*SET OF TASKS*
• a. According to the Larry C. Napper biography, what degree did he earn at the University of Virginia?
• b. Quote the Larry C. Napper biography from "Personal details" up to and including "in August 1974.".
• c. Continue the Larry C. Napper biography, starting after its final sentence.

United States Ambassador to Latvia
- In office August 1, 1995 – October 1, 1998
- President: Bill Clinton
- Preceded by: Ints Siliņš
- Succeeded by: James Howard Holmes

Personal details
- Born: November 27, 1947 (age 78) San Antonio, Texas

= Larry C. Napper =

American diplomat

Larry C. Napper (born November 27, 1947) served as the United States ambassador to Latvia from 1995 to 1998 and as the U.S. ambassador to Kazakhstan from 2001 to 2004.

Napper was born in San Antonio, Texas. After graduating from Texas A&M University in 1969 with a bachelor's degree in history, he served in the United States Army from 1969 to 1972. Following his honorable discharge from the Army at the rank of captain, Napper attended the University of Virginia from 1972 to 1974, earning a master's degree in government and foreign affairs. Napper entered the United States Foreign Service in August 1974.

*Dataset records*
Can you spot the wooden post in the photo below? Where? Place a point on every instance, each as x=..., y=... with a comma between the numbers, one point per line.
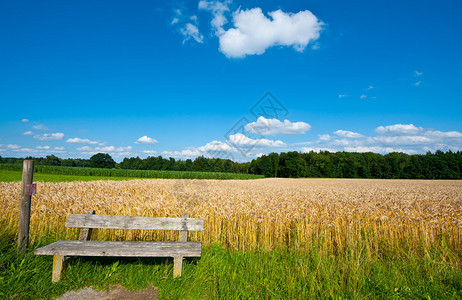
x=178, y=260
x=85, y=233
x=24, y=207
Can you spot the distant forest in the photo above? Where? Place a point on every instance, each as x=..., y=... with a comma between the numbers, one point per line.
x=438, y=165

*PER-TASK OUTPUTS*
• a. A master's degree in government and foreign affairs.

• b.
Personal details
- Born: November 27, 1947 (age 78) San Antonio, Texas

= Larry C. Napper =

American diplomat

Larry C. Napper (born November 27, 1947) served as the United States ambassador to Latvia from 1995 to 1998 and as the U.S. ambassador to Kazakhstan from 2001 to 2004.

Napper was born in San Antonio, Texas. After graduating from Texas A&M University in 1969 with a bachelor's degree in history, he served in the United States Army from 1969 to 1972. Following his honorable discharge from the Army at the rank of captain, Napper attended the University of Virginia from 1972 to 1974, earning a master's degree in government and foreign affairs. Napper entered the United States Foreign Service in August 1974.

• c.
After a year of Russian language training, Napper was assigned to the United States Embassy in Moscow, where he served as Vice Consul from 1975 to 1977. He then served as a Political Officer at the U.S. embassy in Gaborone, Botswana, from 1977 to 1979. Following a year of advanced training in Soviet and East European Affairs at Stanford University, Napper joined the Department's Office of Soviet Union Affairs where he served until 1983. In 1983–84, Napper received an American Political Science Association Congressional Fellowship in the office of Representative Lee H. Hamilton.

In 1984, Napper returned to Embassy Moscow for a two-year assignment as Chief of the Foreign Affairs Unit of the Political Section. From 1986 to 1988 he served as deputy director of the Department's Office of southern African Affairs. After six months of Romanian language training, Napper became Chargé d'affaires and later Deputy Chief of Mission of the U.S. Embassy in Bucharest, Romania from 1989 to 1991. He received the department's Distinguished Honor Award for leadership of the embassy during the December 1989 overthrow of the Ceausescu dictatorship.

From August 1991 to July 1994, Napper served as Director of the Department's Office of Soviet Union Affairs, reorganizing it as the Office of Independent States and Commonwealth Affairs following the collapse of the Soviet Union. During his tenure, the United States established diplomatic relations with each of the fifteen independent states that emerged from the Soviet Union, opening embassies in each of their capitals. Napper received the Presidential Meritorious Service Award in 1994, as well as other State Department individual and group awards.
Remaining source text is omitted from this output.